Text to read

In a Wikipedia entry about Oak Island (Nova Scotia), Templars, Masons, Incas (?!), Spanish conquistadores, and pirates are mentioned. But not one hypothesis about Acadians or Mi’kmaq. As close as the article comes is the idea that the French Army might have buried the treasury of Fortress Louisbourg there during the Seven Years’ War.
What’s it say that, even in a host of wild and offbeat ideas, and all these possible odd ducks sailing in and out of the Oak Island area, no one mentions Acadians or Mi’kmaq?
I also think about Mr. Leblanc — a discovered Acadian cousin I once met at Sackville Waterfowl Park (NB).
I was sitting on a riverside bench writing in my journal when he started a conversation about geese. They were new to the park, he said, there just the past two years. He worried they might be hit by traffic on the nearby Trans-Canada highway.
photo by Ann G. Forcier
“I haven’t seen any geese,” I said, “but I did see a little bird with a big mouth.”
“Sounds like my wife,” he said, a twinkle in his eye.
His story unfolded slowly. The wife persuaded a veterinarian to come to the community. Then, he said — was it shyly or apologetically? — he was French.
“Moi aussi!! J’suis Française!”
“T’ parle français?”
“Un peu.”
“I’ll talk with you in English then.”
Oh, my, but his wife was (is?) a force of nature. The vet supposedly yelled at her once. To which she replied, “Don’t yell at me you French bitch.”
I’m stunned. Here in 21st century Canada, “French” is part of the slur?
Sounded like the vet was surprised, too. “You married a Frenchman!” was the purported reply.
Looking at this now, I have more questions.
What if I had to deal with that daily, the accommodation to less-than because of an ethnic minority status? That would be a chronic stress, n’est-ce-pas? Something that becomes an accumulated trauma because it is like “death by a thousand slices”?

Aim
Please write out the passage about Oak Island and an Acadian cousin again, starting with "I was sitting" and going on through "of the slur?", and substitute "swans" for "geese" wherever it appears.

Data lines
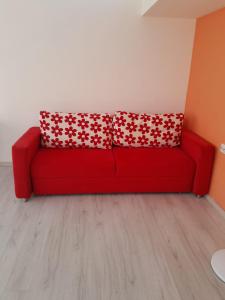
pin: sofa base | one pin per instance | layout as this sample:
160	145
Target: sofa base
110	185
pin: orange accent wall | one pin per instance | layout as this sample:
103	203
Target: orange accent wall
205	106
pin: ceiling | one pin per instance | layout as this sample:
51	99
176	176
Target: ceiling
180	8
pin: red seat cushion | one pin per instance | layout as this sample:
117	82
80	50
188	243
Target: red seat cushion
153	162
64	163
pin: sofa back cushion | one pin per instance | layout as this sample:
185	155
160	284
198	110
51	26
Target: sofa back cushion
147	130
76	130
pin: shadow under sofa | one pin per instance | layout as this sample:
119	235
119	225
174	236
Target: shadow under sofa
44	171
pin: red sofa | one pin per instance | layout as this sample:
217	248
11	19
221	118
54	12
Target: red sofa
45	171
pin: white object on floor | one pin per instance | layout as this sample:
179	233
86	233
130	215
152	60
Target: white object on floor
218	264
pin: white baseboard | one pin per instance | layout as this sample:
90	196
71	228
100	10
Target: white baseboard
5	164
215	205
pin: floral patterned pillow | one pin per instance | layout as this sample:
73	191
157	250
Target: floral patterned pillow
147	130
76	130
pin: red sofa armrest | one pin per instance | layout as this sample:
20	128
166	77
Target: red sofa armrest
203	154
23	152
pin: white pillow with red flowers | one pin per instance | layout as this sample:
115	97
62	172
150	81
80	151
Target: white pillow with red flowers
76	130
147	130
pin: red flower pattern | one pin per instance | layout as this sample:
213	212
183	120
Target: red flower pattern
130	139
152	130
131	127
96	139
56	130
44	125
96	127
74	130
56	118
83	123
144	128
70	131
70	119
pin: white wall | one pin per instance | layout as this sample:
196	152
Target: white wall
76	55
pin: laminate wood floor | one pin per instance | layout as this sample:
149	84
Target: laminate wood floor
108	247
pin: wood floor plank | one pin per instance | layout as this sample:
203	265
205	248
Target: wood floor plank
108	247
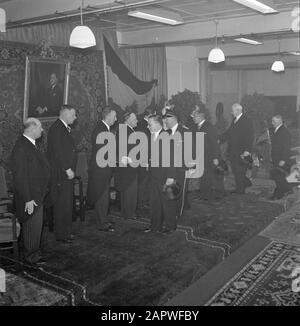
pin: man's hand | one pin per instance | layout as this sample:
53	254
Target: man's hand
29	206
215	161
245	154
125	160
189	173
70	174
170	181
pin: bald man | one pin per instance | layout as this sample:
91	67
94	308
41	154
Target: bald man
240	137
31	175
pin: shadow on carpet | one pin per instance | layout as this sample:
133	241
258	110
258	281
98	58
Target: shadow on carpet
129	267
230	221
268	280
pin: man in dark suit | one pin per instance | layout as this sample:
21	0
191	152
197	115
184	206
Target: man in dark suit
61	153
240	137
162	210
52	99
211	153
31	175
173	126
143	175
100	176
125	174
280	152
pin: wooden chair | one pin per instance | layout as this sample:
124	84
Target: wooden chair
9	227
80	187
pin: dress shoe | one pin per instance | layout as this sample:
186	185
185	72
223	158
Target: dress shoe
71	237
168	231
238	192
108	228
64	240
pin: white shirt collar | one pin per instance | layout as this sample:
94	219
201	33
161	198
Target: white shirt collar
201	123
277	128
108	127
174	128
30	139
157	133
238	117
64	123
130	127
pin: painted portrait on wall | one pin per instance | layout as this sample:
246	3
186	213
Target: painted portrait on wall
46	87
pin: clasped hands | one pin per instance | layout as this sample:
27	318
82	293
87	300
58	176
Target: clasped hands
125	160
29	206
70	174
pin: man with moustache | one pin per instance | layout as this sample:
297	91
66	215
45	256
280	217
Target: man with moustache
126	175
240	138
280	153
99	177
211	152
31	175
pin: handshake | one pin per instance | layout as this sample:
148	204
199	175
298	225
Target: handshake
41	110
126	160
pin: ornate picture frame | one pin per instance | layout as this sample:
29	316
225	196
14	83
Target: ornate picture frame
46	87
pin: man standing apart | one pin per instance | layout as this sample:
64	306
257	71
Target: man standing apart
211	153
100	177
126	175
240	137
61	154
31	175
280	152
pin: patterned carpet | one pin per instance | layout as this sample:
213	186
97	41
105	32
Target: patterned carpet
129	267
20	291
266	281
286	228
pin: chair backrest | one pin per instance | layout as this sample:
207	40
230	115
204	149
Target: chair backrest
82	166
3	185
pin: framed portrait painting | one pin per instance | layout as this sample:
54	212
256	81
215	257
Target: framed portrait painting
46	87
* * *
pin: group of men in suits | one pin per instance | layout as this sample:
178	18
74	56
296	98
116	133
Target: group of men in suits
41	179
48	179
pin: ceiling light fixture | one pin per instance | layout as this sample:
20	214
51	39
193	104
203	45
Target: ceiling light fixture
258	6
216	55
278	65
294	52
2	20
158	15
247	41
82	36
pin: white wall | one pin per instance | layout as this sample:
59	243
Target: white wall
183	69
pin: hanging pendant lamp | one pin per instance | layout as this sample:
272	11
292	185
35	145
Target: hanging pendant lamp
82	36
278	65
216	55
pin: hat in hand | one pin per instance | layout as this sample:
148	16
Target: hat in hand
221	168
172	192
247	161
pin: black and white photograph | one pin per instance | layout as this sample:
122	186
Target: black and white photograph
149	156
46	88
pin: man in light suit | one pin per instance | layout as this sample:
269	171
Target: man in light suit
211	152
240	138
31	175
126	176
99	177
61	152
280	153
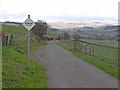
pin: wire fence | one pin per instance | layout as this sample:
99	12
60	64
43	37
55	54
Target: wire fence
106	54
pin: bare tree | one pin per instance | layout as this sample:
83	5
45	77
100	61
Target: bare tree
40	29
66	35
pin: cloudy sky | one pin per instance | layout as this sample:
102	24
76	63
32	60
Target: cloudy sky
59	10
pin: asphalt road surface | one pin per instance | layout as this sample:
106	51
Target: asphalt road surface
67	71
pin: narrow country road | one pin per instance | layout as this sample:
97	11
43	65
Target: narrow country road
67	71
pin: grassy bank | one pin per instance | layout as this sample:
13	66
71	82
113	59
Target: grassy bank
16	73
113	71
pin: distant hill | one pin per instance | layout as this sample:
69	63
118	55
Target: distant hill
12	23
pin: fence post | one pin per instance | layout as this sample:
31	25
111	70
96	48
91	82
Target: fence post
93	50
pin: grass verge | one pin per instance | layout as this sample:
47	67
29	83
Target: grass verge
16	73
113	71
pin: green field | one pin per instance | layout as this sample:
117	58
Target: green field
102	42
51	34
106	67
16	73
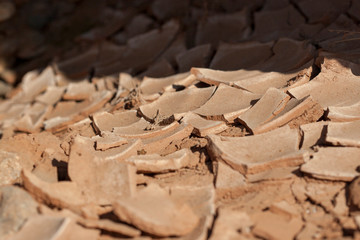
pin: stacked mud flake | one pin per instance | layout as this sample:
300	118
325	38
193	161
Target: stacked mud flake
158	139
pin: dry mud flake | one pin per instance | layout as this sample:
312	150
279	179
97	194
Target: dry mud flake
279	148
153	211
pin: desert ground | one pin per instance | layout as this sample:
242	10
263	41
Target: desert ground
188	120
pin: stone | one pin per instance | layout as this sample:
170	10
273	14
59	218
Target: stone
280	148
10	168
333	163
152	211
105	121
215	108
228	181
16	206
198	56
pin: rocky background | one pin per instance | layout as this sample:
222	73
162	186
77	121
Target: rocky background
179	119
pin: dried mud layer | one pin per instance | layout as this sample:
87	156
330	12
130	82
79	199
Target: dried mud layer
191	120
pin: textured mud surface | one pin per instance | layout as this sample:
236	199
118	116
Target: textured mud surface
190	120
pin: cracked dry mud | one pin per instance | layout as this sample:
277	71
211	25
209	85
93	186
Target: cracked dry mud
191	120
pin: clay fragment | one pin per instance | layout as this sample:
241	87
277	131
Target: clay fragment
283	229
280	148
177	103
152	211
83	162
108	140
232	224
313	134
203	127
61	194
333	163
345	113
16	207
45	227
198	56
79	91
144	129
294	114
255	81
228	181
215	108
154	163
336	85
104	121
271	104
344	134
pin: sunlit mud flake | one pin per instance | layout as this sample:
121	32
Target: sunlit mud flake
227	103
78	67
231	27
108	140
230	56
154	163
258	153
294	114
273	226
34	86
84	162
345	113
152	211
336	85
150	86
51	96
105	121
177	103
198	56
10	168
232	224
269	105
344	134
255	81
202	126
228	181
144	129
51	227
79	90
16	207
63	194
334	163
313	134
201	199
* * *
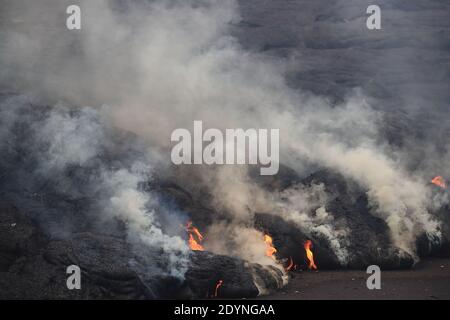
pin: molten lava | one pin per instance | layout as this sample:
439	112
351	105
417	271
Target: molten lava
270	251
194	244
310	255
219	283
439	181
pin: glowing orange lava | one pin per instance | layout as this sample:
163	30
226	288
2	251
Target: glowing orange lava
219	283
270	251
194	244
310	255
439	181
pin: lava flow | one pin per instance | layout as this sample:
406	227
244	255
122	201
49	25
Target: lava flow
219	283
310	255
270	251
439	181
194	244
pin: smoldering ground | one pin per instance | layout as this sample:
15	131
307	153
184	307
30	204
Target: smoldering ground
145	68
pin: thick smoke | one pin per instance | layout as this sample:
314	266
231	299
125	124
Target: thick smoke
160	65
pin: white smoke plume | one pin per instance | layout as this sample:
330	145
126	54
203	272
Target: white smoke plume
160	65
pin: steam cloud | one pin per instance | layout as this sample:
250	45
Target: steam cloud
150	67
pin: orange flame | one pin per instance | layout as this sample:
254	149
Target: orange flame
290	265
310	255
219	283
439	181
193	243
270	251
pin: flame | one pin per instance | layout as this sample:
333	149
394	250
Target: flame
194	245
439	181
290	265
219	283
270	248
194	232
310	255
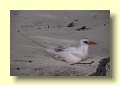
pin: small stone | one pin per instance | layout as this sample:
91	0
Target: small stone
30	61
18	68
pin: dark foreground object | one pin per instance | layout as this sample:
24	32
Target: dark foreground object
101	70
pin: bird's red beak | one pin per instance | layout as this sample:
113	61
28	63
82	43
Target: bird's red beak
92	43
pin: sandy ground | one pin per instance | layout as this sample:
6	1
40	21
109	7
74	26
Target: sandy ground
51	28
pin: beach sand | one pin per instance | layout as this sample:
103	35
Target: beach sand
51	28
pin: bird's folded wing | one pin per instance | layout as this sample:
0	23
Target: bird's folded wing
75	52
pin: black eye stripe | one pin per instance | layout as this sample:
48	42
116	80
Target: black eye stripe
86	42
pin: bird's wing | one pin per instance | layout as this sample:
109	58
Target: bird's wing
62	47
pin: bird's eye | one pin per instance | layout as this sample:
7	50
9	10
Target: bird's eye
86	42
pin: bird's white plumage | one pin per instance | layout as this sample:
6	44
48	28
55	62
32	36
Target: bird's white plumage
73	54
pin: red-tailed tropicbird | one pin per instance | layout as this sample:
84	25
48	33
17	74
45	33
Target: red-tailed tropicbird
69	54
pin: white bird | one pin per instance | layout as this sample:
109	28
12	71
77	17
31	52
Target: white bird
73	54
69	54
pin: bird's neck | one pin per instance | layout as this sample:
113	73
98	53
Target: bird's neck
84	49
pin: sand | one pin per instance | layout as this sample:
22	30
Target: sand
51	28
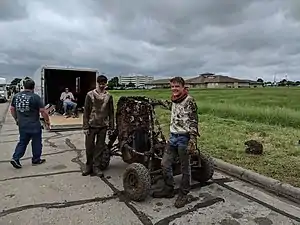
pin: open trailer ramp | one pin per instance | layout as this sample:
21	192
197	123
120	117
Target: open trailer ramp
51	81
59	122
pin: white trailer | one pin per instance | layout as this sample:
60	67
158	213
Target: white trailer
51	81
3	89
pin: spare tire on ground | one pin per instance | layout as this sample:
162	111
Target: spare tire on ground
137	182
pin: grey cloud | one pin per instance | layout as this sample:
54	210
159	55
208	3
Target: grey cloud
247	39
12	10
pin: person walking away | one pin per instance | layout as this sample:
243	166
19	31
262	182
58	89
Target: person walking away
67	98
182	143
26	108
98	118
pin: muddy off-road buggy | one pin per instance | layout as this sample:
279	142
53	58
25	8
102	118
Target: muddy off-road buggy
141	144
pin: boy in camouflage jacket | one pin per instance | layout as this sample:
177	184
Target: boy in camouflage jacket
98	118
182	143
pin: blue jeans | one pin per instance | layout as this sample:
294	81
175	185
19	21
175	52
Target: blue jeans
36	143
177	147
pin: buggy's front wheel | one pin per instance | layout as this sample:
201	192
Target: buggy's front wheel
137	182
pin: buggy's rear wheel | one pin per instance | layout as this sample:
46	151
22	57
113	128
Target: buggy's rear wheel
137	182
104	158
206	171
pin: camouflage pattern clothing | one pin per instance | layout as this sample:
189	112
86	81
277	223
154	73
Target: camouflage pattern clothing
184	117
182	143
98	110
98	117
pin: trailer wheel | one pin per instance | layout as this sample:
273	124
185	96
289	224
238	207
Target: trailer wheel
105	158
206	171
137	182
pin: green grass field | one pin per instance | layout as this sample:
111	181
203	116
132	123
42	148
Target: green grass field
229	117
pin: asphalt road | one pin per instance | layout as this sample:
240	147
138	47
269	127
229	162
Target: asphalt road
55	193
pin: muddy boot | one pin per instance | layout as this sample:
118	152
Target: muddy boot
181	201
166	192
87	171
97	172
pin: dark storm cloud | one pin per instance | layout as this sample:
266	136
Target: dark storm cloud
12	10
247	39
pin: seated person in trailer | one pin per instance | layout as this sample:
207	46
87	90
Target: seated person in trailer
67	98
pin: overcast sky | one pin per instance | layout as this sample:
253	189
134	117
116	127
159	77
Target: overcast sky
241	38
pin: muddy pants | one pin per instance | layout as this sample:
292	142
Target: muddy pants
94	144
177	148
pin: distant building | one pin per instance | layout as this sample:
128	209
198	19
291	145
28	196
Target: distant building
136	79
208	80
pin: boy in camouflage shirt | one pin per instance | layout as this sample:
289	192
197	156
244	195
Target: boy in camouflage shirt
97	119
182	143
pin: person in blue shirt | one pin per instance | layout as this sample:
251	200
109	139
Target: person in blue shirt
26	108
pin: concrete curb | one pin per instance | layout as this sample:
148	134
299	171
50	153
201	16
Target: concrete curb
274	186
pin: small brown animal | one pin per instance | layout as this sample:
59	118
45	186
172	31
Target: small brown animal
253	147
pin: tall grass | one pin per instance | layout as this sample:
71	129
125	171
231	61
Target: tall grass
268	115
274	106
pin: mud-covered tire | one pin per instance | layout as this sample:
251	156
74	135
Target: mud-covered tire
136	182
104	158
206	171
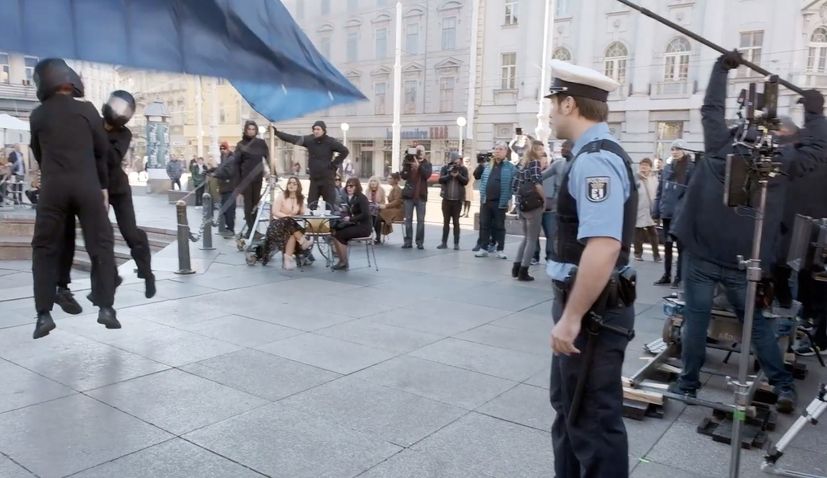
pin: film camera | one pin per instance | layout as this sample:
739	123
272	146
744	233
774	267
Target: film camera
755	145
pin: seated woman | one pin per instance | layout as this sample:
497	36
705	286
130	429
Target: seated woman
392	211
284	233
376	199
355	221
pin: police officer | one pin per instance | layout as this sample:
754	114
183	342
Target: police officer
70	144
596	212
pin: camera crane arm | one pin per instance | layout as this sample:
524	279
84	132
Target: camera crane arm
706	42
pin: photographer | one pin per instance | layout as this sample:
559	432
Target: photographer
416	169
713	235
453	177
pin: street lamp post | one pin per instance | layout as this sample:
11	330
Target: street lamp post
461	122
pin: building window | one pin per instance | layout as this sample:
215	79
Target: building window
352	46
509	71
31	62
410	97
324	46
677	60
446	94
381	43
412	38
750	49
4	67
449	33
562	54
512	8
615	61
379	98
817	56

Exercise result
I was sitting on a riverside bench writing in my journal when he started a conversation about swans. They were new to the park, he said, there just the past two years. He worried they might be hit by traffic on the nearby Trans-Canada highway.
photo by Ann G. Forcier
“I haven’t seen any swans,” I said, “but I did see a little bird with a big mouth.”
“Sounds like my wife,” he said, a twinkle in his eye.
His story unfolded slowly. The wife persuaded a veterinarian to come to the community. Then, he said — was it shyly or apologetically? — he was French.
“Moi aussi!! J’suis Française!”
“T’ parle français?”
“Un peu.”
“I’ll talk with you in English then.”
Oh, my, but his wife was (is?) a force of nature. The vet supposedly yelled at her once. To which she replied, “Don’t yell at me you French bitch.”
I’m stunned. Here in 21st century Canada, “French” is part of the slur?